● **Work to complete**
Every line from the line containing "Guideline: put one point on each instance of the beaded" through the final line of the data is to be printed exactly; no other line is to appear.
* Start *
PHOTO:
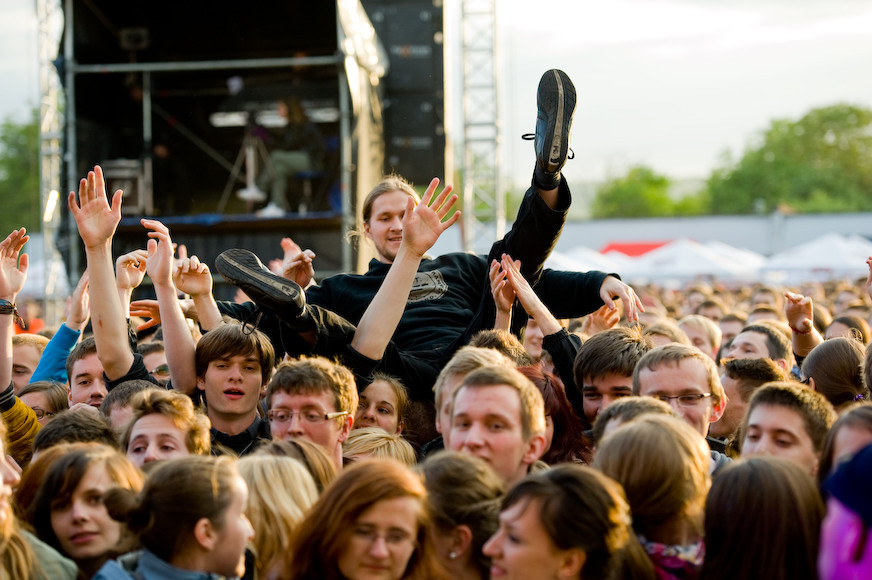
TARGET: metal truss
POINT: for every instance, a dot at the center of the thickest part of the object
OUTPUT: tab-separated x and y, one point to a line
483	196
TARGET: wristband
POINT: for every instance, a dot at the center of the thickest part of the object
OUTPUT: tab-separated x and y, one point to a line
797	331
7	307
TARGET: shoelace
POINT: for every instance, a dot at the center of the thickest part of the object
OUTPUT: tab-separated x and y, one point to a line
246	329
531	136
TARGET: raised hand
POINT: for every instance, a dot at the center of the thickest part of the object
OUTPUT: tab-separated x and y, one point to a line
192	276
799	311
130	269
526	296
95	218
613	288
159	264
869	277
422	223
297	264
601	319
502	291
13	264
147	309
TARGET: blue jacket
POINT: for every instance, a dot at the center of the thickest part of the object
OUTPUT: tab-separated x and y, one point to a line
144	565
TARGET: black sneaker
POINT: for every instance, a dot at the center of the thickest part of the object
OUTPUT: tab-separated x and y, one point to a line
556	103
275	294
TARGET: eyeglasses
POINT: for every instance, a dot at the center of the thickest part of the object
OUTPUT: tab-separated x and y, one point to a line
685	400
163	369
40	413
312	416
393	538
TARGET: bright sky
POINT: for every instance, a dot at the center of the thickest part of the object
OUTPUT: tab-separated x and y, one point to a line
671	84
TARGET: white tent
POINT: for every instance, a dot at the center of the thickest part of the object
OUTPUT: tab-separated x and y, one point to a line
43	276
686	259
827	257
738	254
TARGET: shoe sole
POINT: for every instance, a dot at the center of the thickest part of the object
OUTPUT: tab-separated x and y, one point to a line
559	102
245	270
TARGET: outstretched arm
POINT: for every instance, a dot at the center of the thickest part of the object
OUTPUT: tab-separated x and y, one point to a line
296	264
129	272
613	288
97	220
528	298
800	317
13	272
178	343
504	296
422	226
193	277
52	364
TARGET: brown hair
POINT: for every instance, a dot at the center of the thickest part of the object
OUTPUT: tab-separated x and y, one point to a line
581	508
229	340
532	404
751	373
503	341
669	329
836	365
388	184
464	361
400	393
859	328
29	339
625	410
326	531
177	493
817	413
615	351
777	344
778	535
706	325
569	442
316	375
54	392
672	355
75	427
858	416
85	348
180	410
663	466
64	475
464	491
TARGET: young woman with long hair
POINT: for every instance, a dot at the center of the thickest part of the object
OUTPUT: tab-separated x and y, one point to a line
373	519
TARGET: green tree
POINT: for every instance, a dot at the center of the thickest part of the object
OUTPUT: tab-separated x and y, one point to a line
820	163
19	175
640	193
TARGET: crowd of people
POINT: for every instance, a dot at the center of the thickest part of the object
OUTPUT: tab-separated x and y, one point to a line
465	416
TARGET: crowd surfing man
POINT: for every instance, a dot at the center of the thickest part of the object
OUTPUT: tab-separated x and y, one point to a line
451	297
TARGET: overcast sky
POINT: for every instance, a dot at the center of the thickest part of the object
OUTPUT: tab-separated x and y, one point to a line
671	84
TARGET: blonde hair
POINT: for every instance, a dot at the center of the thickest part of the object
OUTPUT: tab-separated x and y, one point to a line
377	443
275	510
180	410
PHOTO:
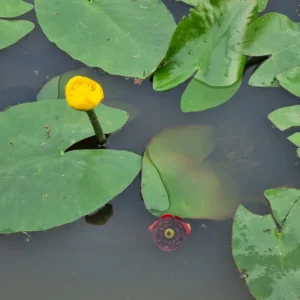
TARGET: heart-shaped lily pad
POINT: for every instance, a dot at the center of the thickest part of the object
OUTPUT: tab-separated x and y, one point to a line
179	179
285	118
122	37
266	249
203	43
55	89
43	186
276	35
12	31
262	4
199	96
290	80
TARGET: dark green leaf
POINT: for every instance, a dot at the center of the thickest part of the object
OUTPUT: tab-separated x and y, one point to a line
276	35
122	37
13	31
13	8
203	43
269	257
199	96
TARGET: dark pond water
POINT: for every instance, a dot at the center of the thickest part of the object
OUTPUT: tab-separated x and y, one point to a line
119	260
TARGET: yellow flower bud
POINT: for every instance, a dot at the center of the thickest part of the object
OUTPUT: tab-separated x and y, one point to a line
83	93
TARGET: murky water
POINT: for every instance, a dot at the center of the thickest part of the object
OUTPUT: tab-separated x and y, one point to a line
119	260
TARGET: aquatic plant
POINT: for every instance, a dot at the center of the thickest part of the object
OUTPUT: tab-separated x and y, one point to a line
266	249
12	31
122	37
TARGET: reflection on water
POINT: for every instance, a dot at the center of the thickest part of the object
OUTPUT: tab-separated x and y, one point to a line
119	260
102	216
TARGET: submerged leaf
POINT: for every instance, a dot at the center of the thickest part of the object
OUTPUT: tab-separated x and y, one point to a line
203	43
12	31
43	186
122	37
276	35
286	117
102	216
178	178
262	5
269	257
290	80
199	96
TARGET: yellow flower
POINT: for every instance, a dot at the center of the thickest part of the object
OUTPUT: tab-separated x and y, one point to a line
83	93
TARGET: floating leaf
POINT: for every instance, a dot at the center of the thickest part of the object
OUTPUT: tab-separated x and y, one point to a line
178	178
199	96
122	37
290	80
286	117
43	186
262	5
266	254
202	43
276	35
13	31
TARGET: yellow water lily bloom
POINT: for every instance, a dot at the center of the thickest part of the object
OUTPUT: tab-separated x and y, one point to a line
83	93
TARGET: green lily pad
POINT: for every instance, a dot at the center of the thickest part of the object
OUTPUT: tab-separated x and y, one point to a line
199	96
202	43
43	186
122	37
272	34
290	80
266	254
179	179
285	118
12	31
262	4
14	8
55	87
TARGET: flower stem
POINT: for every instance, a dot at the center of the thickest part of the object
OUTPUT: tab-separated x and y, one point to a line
97	127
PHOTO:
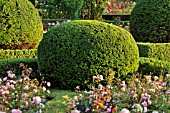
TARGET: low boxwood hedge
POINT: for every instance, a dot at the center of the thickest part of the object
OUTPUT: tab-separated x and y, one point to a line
159	51
147	66
11	54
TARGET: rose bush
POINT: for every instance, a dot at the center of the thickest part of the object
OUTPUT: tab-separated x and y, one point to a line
21	94
137	94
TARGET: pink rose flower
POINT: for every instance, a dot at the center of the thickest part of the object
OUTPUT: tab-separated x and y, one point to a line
4	79
124	110
25	95
48	84
36	100
26	87
11	75
75	111
16	111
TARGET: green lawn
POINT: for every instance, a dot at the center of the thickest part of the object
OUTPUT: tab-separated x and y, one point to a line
58	102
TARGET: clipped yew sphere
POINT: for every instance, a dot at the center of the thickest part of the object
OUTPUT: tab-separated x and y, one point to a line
72	53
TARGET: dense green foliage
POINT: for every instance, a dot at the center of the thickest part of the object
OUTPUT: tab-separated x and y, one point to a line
150	21
70	54
154	67
60	9
12	54
14	65
20	25
159	51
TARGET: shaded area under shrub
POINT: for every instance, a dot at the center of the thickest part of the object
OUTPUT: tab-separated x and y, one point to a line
159	51
11	54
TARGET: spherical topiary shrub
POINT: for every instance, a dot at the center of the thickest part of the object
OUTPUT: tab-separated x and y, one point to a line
71	53
20	25
150	21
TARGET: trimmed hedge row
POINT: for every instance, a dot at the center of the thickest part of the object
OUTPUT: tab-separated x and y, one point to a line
159	51
11	54
146	66
21	26
14	65
150	21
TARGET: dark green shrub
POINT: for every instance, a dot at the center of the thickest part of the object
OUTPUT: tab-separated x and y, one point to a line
150	21
12	54
152	66
159	51
70	54
14	65
20	25
52	9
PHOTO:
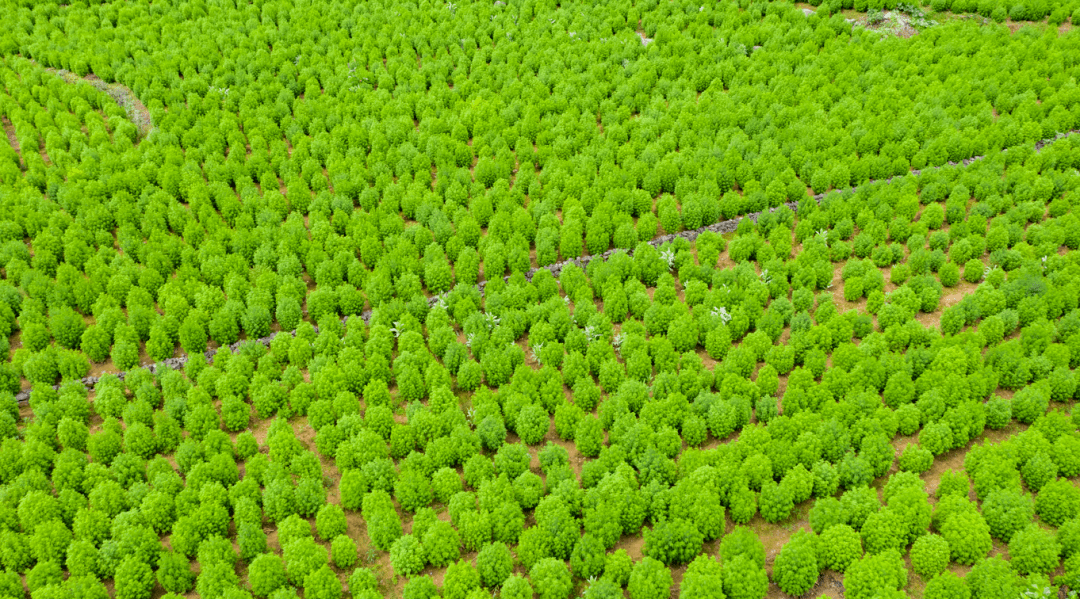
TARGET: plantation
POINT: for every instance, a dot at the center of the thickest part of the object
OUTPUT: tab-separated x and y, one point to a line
528	299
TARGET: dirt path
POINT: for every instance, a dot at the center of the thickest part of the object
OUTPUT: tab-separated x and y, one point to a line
10	130
137	111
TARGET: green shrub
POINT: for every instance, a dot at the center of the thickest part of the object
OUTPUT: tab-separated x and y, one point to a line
1034	549
673	541
930	555
649	580
795	569
552	580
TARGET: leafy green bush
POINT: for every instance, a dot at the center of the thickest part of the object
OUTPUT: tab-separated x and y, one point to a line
551	579
875	573
744	579
649	580
495	563
930	555
946	585
1034	549
1057	502
674	541
796	569
839	545
968	536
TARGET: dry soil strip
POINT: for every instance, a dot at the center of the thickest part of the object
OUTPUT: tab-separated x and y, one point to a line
723	227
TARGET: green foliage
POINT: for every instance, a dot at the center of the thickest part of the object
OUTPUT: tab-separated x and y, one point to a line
1056	502
839	546
930	555
495	563
551	579
674	541
968	536
744	579
1034	549
795	569
649	580
266	574
874	573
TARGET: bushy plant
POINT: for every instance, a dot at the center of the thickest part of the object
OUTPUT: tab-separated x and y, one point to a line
495	563
266	574
649	580
1057	501
875	573
946	585
930	555
551	579
968	536
744	579
1034	549
796	569
673	541
839	545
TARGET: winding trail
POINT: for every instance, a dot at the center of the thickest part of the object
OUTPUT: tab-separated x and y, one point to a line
723	227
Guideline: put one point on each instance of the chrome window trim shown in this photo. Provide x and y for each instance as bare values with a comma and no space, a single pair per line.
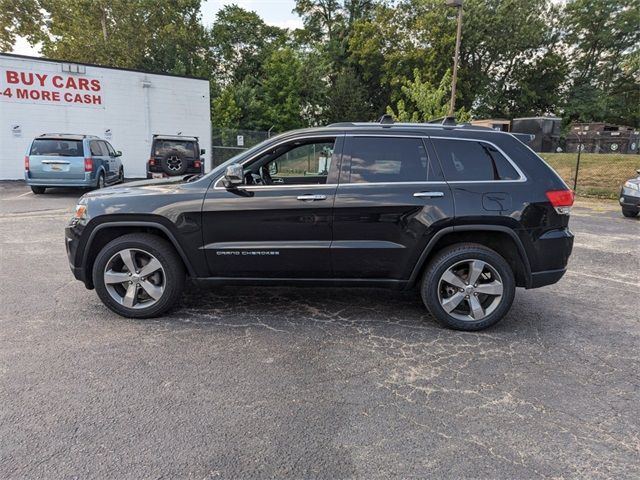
261,152
523,177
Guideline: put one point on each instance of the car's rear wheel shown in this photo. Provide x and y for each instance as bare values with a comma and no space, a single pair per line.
138,275
468,287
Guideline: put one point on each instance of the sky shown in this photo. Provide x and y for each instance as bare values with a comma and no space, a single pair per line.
273,12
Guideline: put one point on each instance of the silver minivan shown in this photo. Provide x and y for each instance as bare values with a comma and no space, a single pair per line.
66,160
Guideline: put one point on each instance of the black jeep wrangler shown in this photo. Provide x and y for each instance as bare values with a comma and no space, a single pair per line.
464,213
174,155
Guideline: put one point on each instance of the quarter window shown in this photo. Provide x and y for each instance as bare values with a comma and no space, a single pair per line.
464,160
390,159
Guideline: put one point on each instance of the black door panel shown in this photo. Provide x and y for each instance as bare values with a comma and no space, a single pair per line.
277,230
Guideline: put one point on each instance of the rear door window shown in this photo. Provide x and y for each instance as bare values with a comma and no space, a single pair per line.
105,148
469,160
57,147
389,160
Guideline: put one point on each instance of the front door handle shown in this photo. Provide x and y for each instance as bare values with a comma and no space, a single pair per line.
429,194
311,198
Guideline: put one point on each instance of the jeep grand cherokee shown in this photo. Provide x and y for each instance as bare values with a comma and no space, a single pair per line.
466,214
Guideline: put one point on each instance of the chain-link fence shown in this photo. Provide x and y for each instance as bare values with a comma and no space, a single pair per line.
598,174
228,142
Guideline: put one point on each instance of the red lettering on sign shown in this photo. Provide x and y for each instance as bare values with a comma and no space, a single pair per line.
41,78
12,77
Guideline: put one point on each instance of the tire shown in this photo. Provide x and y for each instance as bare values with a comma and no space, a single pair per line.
100,182
165,279
459,260
173,163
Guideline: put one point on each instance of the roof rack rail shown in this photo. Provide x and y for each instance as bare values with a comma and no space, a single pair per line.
448,121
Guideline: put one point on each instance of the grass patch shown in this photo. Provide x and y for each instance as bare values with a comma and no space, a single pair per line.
601,174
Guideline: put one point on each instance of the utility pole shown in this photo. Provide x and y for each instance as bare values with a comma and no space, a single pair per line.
454,79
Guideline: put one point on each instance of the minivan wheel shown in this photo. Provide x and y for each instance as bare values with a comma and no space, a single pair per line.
138,275
468,287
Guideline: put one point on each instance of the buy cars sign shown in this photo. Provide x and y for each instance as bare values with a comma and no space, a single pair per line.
51,88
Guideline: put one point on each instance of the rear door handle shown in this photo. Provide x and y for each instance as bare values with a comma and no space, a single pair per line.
429,194
311,198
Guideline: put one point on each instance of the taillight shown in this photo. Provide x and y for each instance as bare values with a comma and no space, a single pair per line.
562,200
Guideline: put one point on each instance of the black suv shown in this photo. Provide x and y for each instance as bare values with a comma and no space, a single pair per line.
174,155
464,213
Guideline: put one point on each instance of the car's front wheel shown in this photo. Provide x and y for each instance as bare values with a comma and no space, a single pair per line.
468,287
138,275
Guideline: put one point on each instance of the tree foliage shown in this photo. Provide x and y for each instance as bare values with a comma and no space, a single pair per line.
357,59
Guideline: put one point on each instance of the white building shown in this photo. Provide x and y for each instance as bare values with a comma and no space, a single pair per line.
125,107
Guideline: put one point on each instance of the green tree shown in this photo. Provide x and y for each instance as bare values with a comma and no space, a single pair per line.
241,42
158,35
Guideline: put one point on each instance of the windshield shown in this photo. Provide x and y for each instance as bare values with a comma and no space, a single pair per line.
162,147
57,147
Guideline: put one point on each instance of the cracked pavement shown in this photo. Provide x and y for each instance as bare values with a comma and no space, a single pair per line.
318,383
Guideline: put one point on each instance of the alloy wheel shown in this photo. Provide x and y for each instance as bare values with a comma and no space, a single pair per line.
470,290
134,278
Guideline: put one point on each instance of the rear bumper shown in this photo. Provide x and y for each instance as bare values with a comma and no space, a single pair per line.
552,251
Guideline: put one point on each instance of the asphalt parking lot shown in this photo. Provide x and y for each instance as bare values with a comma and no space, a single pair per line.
327,383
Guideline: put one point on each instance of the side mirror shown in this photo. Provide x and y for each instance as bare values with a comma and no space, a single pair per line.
233,176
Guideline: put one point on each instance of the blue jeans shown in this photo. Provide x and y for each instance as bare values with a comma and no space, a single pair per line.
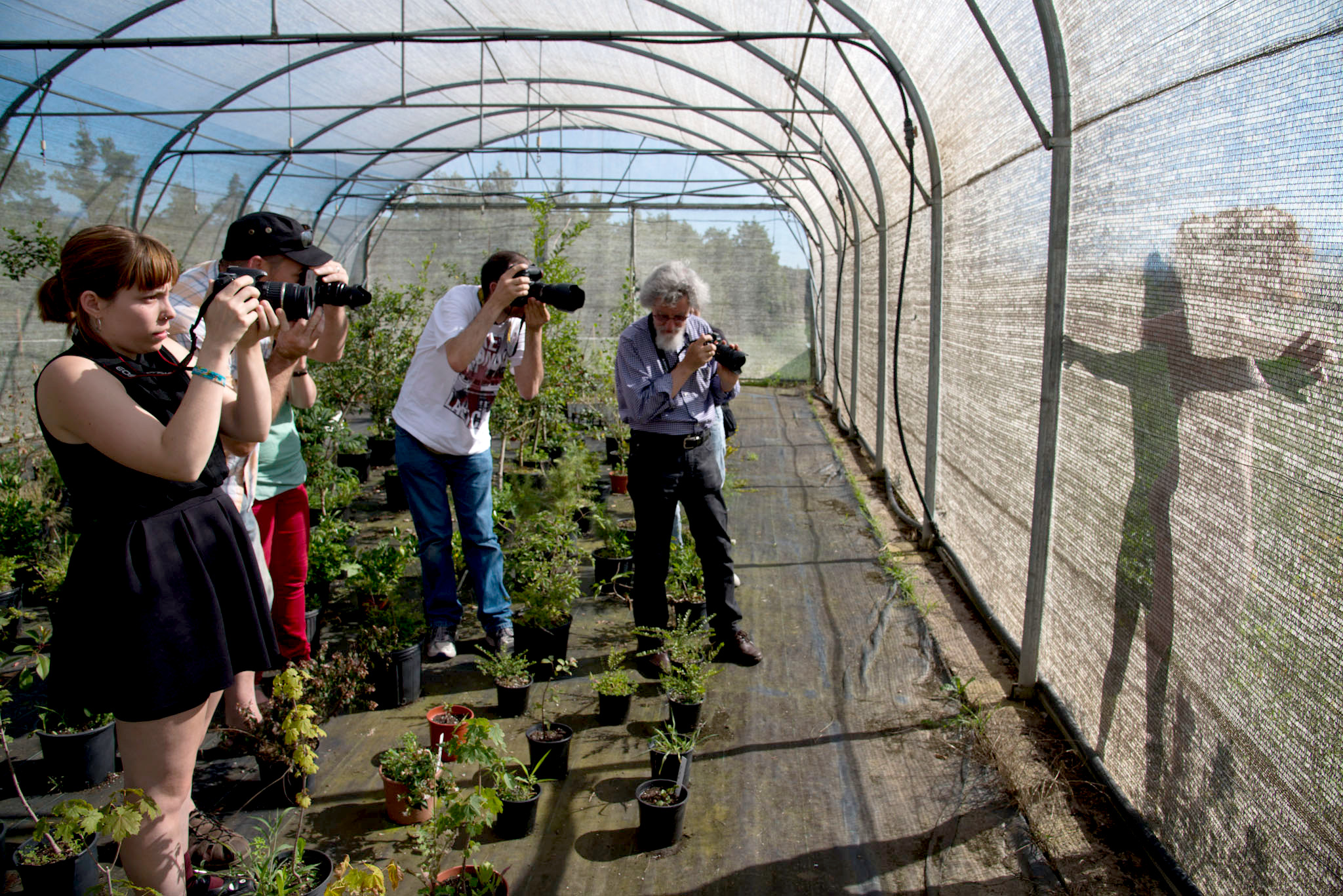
426,478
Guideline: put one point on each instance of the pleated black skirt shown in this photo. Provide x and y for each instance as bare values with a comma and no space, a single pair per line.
159,613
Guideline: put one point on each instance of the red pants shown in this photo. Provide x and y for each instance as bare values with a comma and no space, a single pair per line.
284,535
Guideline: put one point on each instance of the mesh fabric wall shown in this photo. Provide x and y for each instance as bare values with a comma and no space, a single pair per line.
1195,596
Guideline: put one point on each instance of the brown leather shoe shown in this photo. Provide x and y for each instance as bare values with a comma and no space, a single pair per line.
740,649
653,665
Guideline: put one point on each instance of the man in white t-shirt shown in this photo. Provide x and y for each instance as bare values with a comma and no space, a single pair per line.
442,422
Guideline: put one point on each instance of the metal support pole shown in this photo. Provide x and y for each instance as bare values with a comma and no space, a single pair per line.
1056,286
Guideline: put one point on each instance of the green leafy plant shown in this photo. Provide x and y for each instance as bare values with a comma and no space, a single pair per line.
614,680
543,568
462,813
508,669
382,566
516,782
329,555
366,879
73,823
691,648
273,867
416,768
561,668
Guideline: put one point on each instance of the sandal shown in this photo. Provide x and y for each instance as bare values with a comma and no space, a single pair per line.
212,847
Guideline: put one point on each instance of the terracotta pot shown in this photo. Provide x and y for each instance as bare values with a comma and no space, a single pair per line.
456,871
395,794
445,735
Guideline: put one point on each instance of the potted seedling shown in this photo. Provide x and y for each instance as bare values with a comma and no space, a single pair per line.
512,679
519,789
462,815
275,868
661,811
670,752
411,779
340,682
547,741
61,859
685,581
614,687
78,746
448,727
689,646
612,563
366,879
287,738
329,558
544,572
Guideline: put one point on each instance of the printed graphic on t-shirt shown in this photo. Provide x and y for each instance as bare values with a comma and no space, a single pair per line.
480,383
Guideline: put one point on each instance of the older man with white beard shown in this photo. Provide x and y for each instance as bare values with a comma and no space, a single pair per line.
668,386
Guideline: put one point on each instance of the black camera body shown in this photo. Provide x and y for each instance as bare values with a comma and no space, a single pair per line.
297,302
730,358
567,297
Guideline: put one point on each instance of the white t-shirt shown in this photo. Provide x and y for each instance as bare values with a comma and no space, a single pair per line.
448,412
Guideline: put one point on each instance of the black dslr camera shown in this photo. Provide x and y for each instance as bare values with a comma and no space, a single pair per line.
298,302
725,355
567,297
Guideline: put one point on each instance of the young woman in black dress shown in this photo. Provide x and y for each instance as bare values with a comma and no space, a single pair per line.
164,605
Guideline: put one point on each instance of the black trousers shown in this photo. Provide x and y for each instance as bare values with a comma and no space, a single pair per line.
664,473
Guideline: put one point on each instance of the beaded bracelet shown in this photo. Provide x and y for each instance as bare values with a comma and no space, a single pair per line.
210,375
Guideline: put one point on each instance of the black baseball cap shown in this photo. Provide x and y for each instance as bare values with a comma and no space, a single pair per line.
265,233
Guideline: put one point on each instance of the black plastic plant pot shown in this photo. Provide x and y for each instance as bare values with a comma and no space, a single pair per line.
512,700
79,761
517,817
398,677
668,765
357,463
539,644
612,709
609,573
382,452
556,752
395,491
74,876
325,870
685,716
660,827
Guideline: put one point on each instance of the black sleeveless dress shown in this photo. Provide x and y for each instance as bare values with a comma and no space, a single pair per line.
163,602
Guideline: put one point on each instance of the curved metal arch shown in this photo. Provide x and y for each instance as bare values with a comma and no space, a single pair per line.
502,112
498,111
74,57
327,54
766,178
195,123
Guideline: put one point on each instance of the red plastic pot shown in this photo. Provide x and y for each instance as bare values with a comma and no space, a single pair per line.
442,735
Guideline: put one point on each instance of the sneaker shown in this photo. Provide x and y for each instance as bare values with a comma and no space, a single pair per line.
740,649
441,644
501,641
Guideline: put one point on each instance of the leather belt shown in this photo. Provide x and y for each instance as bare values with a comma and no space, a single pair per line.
664,440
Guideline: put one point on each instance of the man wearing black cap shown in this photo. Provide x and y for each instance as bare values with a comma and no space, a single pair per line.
269,478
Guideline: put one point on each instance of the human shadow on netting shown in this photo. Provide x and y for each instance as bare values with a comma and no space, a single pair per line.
* End *
● **Finished answer**
Guideline: put one point on each instance of the beaded bracelet shown in this photo. Provide x and y for each instance as bare values with a comma and no space, a single pair per line.
210,375
Guideline: put one point on each instance of the black baseball cap shown in this photo. Provide x and y for each instance as bare values with a comma and no space, a single pair per line.
265,233
Guideline: put one point on each instance of the black plastic plant pot shown in this photo. Provide x and y for each instance as bare values with a comma and no space, a single pair per line.
512,700
79,761
517,817
398,677
668,765
357,463
539,644
612,709
609,573
382,452
556,752
395,491
74,876
325,870
685,716
660,827
Guideline: put one point on each instance of the black sleeveless dress shown in this photo. Provide x and y for each instance as bare values with a comma and no space, a single pair per line.
163,602
Guideline: put one point on each instance of the curved metal arch shown in this photo. Provide x and y for each instance as bare values with a comma and no space, a single pair per line.
502,112
498,111
74,57
327,54
766,178
195,123
Guideline: put one point on each instance of the red plastic pot shown in this photo. Provide x and y for each instance as bare values with a comma and no space, a single pair per line.
442,735
Guideline: put one point on each instance of the sneaker shown in this photo. Provide x and y for each instance as bare values with a comma and no space, a single pair per line.
740,649
441,644
501,641
Guideline: put one point on each instance of the leather belt shown in this photo. Provide x and y for each instance as bare values with a comma and no space, a single pair per line.
664,440
Guideline: put one point on each instance of the man wearing black cap shown in this photo. Provide x and y for each instance as bare values with a comma and no space, a single pair per line.
269,478
Guideline: put one point on each instance of the human shadow on netting shown in this photo. Provide x and y for each instance as bare values with a comma and no space, a single pair per line.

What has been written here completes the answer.